→ EXERCISE INSTRUCTIONS
Lay out the material below as a Markdown table with the columns Row and Line, one numbered row per line, skipping blank lines. Cover only the lines from the one containing "Expected behaviour: mark a point on the chandelier canopy, one" up to and including the one containing "[[634, 75], [522, 205], [105, 219], [11, 117], [622, 312]]".

┄┄┄┄┄┄┄┄┄┄┄┄┄┄┄┄┄┄┄┄

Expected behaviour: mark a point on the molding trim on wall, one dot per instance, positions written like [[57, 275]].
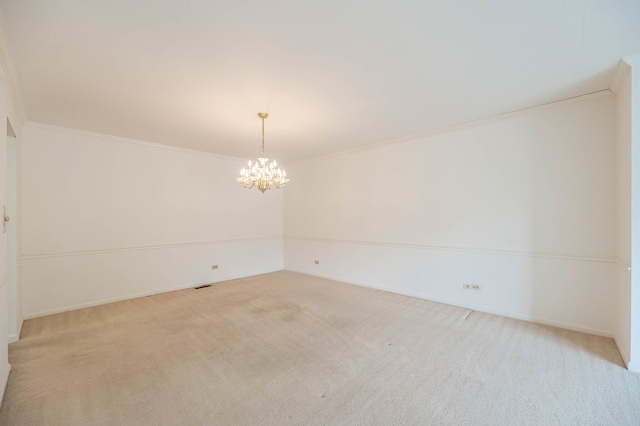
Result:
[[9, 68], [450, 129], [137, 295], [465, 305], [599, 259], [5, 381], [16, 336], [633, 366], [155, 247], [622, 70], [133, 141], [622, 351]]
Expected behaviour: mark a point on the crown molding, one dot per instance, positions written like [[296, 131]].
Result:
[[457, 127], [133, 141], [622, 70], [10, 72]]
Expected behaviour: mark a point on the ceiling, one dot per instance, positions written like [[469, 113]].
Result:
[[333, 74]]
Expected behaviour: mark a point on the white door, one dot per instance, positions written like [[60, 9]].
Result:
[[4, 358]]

┄┄┄┄┄┄┄┄┄┄┄┄┄┄┄┄┄┄┄┄

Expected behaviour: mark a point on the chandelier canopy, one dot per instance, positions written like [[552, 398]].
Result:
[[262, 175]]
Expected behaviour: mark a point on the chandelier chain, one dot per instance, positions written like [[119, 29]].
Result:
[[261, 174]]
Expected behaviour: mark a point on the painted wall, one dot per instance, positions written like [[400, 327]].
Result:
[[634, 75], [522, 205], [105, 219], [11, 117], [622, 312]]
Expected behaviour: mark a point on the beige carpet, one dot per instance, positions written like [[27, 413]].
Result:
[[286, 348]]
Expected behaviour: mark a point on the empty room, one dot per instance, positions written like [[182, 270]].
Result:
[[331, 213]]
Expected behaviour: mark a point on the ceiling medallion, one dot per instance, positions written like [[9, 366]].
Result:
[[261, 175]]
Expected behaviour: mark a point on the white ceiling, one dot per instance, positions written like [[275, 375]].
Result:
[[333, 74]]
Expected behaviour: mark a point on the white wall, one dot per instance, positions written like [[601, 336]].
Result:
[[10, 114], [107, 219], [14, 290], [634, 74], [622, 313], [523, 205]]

┄┄┄┄┄┄┄┄┄┄┄┄┄┄┄┄┄┄┄┄

→ RESULT
| Row | Line |
|---|---|
| 1 | Expected behaviour: mark a point on the chandelier canopy, one dot per instance, positions written like [[552, 398]]. |
| 2 | Result: |
| 3 | [[262, 175]] |
| 4 | Expected behaviour: mark a point on the chandelier chain, one dot per instance, positions written like [[119, 29]]. |
| 5 | Result: |
| 6 | [[261, 174]] |
| 7 | Expected behaviour: mark a point on the painted wall, one dot per instance, positions written like [[400, 327]]. |
| 8 | Result: |
| 9 | [[634, 75], [522, 205], [105, 219], [11, 117], [622, 312]] |